## THE TASKS
A. List every U.S. patent number cited in the excerpt about flying toys below.
B. Extend the excerpt about flying toys and boomerang patents below, picking up after its final sentence.

Devices which fly through the air are well known in the art. These range from airplanes to darts, and from rockets to boomerangs. In some cases such as model airplanes, the devices contain a power source which turns a propeller to force the device through the air. In other toys, such as gliders, the propelling force is provided by the user. Examples of the later category include:
U.S. Pat. No. 2,324,022 shows an aerial device of the boomerang type which has several arms. The blades of the device are entirely offset from the center of the assembly throughout their entire axes. The blades can be either the leading or trailing type. And the device provides a sound effect when the boomerang is in flight.
U.S. Pat. No. 3,361,988 illustrates a boomerang which has three folding blades. When the boomerang is thrown, the blades assume an in flight position wherein the blades are spaced apart by about 120°.
U.S. Pat. No. 2,972,481 discloses a rotating airfoil device which has interlocking blades. The device is fashioned from cardboard or other resilient sheet material. The device includes two blades which are mechanically interlocked, and which will not separate during flight.
U.S. Pat. No. 3,814,431 comprises a toy plastic boomerang having two interconnected wings arranged for free rotation on a vertical hollow handle with ballast therein to control the speed of descent. To propel, the user grasps one wing between the fingers so that the wings extend vertically with the handle extending laterally and throws the boomerang forward and vertically at a slight upward arc of approximately 45°.
U.S. Pat. No. 4,216,962 consists of a boomerang having a pair of elongated airfoils which are coupled together at their midsections to form a cross. Mechanism is provided for releasably coupling the midportions of the airfoils for separation under a predetermined force to normally prevent relative rotation of the airfoils.

## DATA LINES
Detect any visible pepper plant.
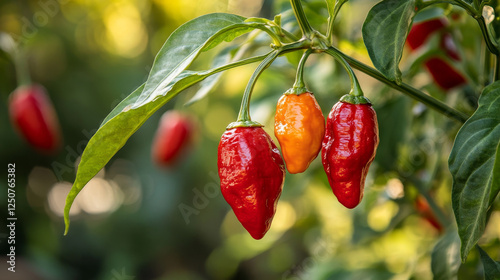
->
[64,0,500,279]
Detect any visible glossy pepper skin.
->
[218,127,285,239]
[406,17,467,90]
[8,84,62,154]
[321,101,379,208]
[274,92,325,174]
[151,111,193,166]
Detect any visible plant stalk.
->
[293,49,312,93]
[290,0,313,39]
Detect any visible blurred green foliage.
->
[0,0,494,280]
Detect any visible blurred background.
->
[0,0,494,280]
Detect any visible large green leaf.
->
[132,13,257,107]
[362,0,416,84]
[185,45,241,106]
[64,14,262,233]
[448,81,500,261]
[431,231,460,280]
[477,246,500,280]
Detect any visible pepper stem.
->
[227,50,281,129]
[290,0,313,39]
[325,48,370,104]
[285,49,312,95]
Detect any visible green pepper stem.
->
[475,15,500,56]
[238,50,281,122]
[326,0,347,44]
[293,49,312,94]
[325,47,363,97]
[328,47,469,123]
[290,0,313,39]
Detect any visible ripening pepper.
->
[415,195,444,233]
[218,127,285,239]
[151,111,193,166]
[9,84,62,154]
[406,17,467,90]
[274,92,325,174]
[321,99,379,208]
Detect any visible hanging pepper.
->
[274,50,325,174]
[274,92,325,174]
[218,127,285,239]
[321,95,379,208]
[151,111,193,166]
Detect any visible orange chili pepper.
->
[274,92,325,174]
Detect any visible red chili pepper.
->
[9,84,61,154]
[218,127,285,239]
[425,57,467,90]
[406,17,467,90]
[151,111,193,166]
[321,101,379,208]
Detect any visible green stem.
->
[479,40,491,87]
[237,50,281,124]
[12,49,31,86]
[325,47,363,96]
[410,178,450,228]
[328,47,469,123]
[281,28,300,42]
[229,40,311,129]
[292,49,312,94]
[252,24,282,47]
[290,0,313,39]
[476,16,500,56]
[326,0,347,44]
[493,56,500,82]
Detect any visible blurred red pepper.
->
[9,84,62,154]
[151,111,193,166]
[415,195,444,233]
[406,17,467,90]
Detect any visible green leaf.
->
[64,69,235,234]
[362,0,415,84]
[100,83,145,127]
[326,0,348,24]
[64,14,262,234]
[133,13,256,107]
[476,246,500,280]
[431,230,460,280]
[374,95,411,171]
[185,46,240,106]
[448,81,500,261]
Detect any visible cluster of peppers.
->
[218,51,379,239]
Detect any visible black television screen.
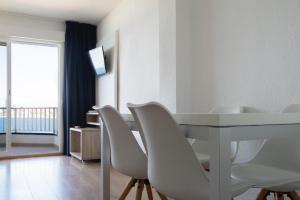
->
[89,46,106,76]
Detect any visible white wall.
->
[159,0,177,112]
[98,0,300,112]
[0,11,65,42]
[186,0,300,112]
[98,0,159,113]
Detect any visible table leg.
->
[209,127,231,200]
[100,125,110,200]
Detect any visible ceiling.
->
[0,0,121,24]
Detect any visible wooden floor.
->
[0,156,164,200]
[0,144,59,159]
[0,156,296,200]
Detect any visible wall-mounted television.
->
[89,46,106,76]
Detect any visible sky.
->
[0,43,59,107]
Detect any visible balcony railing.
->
[0,107,58,135]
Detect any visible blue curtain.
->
[63,21,97,155]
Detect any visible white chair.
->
[99,106,166,200]
[232,104,300,200]
[130,103,250,200]
[189,107,243,170]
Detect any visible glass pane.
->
[11,43,59,137]
[0,43,7,151]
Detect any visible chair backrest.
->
[251,104,300,172]
[99,106,147,179]
[132,103,209,200]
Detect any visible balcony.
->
[0,107,59,156]
[0,107,58,135]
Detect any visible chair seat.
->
[231,164,300,192]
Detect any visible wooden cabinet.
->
[70,128,100,161]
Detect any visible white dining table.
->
[95,113,300,200]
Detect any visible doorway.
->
[0,40,61,156]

## ANSWERS TO THE EXERCISE
A.
U.S. Pat. No. 2,324,022
U.S. Pat. No. 3,361,988
U.S. Pat. No. 2,972,481
U.S. Pat. No. 3,814,431
U.S. Pat. No. 4,216,962

B.
The present invention is directed to a toy flying device (also referred to herein as an aerial device) which rotates or spins when it is thrown. The device can be used by a single user, or alternatively, by two users who throw the device back and forth. A preferred name is for the aerial device of the present invention is “TWIRLYBIRD”. The aerial device consists of a body which has three outwardly projecting vanes to which are attached,three blades or wings. When the device is thrown, the blades catch the air and cause the aerial device to spin. Changing the angle formed by the blades and body changes the flight characteristics of the aerial device. And, for storage or shipping, the aerial device may be conveniently folded so that the blades abut the body.
In accordance with a preferred embodiment of the invention, an aerial device includes a weighted body having a first end and an opposite second end, the body having at least three outwardly projecting vanes located at the first end. The aerial device further includes, at least three corresponding blades, each blade pivotally connected to a vane along an axis, so that the blades may be folded against the body. Each blade is also selectively connectable to an adjacent vane, so that during flight the blade projects outwardly from the body.
In accordance with an important aspect of the invention, hook and loop fasteners are utilized to selectively connect the blade to the adjacent vane.
In accordance with an important feature of the invention, the body has three vanes and three blades, one blade being connected to each vane.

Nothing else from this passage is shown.